▶ WHAT THE TASK ASKS: As you reproduce every line below, keep it exactly as written and leave out the images.

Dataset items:
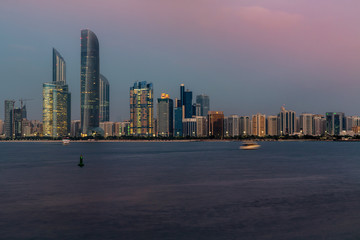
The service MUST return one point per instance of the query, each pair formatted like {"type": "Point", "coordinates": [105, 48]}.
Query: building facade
{"type": "Point", "coordinates": [90, 77]}
{"type": "Point", "coordinates": [104, 99]}
{"type": "Point", "coordinates": [204, 103]}
{"type": "Point", "coordinates": [216, 124]}
{"type": "Point", "coordinates": [258, 125]}
{"type": "Point", "coordinates": [165, 116]}
{"type": "Point", "coordinates": [141, 109]}
{"type": "Point", "coordinates": [287, 121]}
{"type": "Point", "coordinates": [9, 118]}
{"type": "Point", "coordinates": [272, 126]}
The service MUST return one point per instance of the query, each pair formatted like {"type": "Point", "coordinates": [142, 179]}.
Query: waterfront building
{"type": "Point", "coordinates": [9, 118]}
{"type": "Point", "coordinates": [189, 127]}
{"type": "Point", "coordinates": [245, 126]}
{"type": "Point", "coordinates": [141, 109]}
{"type": "Point", "coordinates": [75, 130]}
{"type": "Point", "coordinates": [272, 126]}
{"type": "Point", "coordinates": [188, 108]}
{"type": "Point", "coordinates": [287, 121]}
{"type": "Point", "coordinates": [1, 127]}
{"type": "Point", "coordinates": [57, 101]}
{"type": "Point", "coordinates": [108, 128]}
{"type": "Point", "coordinates": [56, 110]}
{"type": "Point", "coordinates": [90, 77]}
{"type": "Point", "coordinates": [59, 68]}
{"type": "Point", "coordinates": [258, 125]}
{"type": "Point", "coordinates": [201, 126]}
{"type": "Point", "coordinates": [204, 102]}
{"type": "Point", "coordinates": [165, 113]}
{"type": "Point", "coordinates": [216, 124]}
{"type": "Point", "coordinates": [306, 124]}
{"type": "Point", "coordinates": [335, 123]}
{"type": "Point", "coordinates": [232, 126]}
{"type": "Point", "coordinates": [178, 117]}
{"type": "Point", "coordinates": [18, 122]}
{"type": "Point", "coordinates": [104, 99]}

▶ REPLY:
The service MUST return one point per instance of the query, each pair formatted like {"type": "Point", "coordinates": [105, 48]}.
Query: building facade
{"type": "Point", "coordinates": [90, 77]}
{"type": "Point", "coordinates": [104, 99]}
{"type": "Point", "coordinates": [204, 103]}
{"type": "Point", "coordinates": [216, 124]}
{"type": "Point", "coordinates": [258, 125]}
{"type": "Point", "coordinates": [165, 116]}
{"type": "Point", "coordinates": [141, 109]}
{"type": "Point", "coordinates": [287, 121]}
{"type": "Point", "coordinates": [9, 118]}
{"type": "Point", "coordinates": [272, 126]}
The service MUST return one point per instance of the query, each pair formatted like {"type": "Point", "coordinates": [142, 179]}.
Query: waterfront building
{"type": "Point", "coordinates": [9, 118]}
{"type": "Point", "coordinates": [189, 127]}
{"type": "Point", "coordinates": [245, 126]}
{"type": "Point", "coordinates": [141, 109]}
{"type": "Point", "coordinates": [75, 130]}
{"type": "Point", "coordinates": [272, 126]}
{"type": "Point", "coordinates": [188, 108]}
{"type": "Point", "coordinates": [287, 121]}
{"type": "Point", "coordinates": [1, 127]}
{"type": "Point", "coordinates": [57, 101]}
{"type": "Point", "coordinates": [108, 128]}
{"type": "Point", "coordinates": [56, 110]}
{"type": "Point", "coordinates": [90, 77]}
{"type": "Point", "coordinates": [59, 68]}
{"type": "Point", "coordinates": [258, 125]}
{"type": "Point", "coordinates": [201, 126]}
{"type": "Point", "coordinates": [204, 102]}
{"type": "Point", "coordinates": [165, 113]}
{"type": "Point", "coordinates": [216, 124]}
{"type": "Point", "coordinates": [306, 124]}
{"type": "Point", "coordinates": [335, 123]}
{"type": "Point", "coordinates": [232, 126]}
{"type": "Point", "coordinates": [178, 117]}
{"type": "Point", "coordinates": [18, 122]}
{"type": "Point", "coordinates": [104, 99]}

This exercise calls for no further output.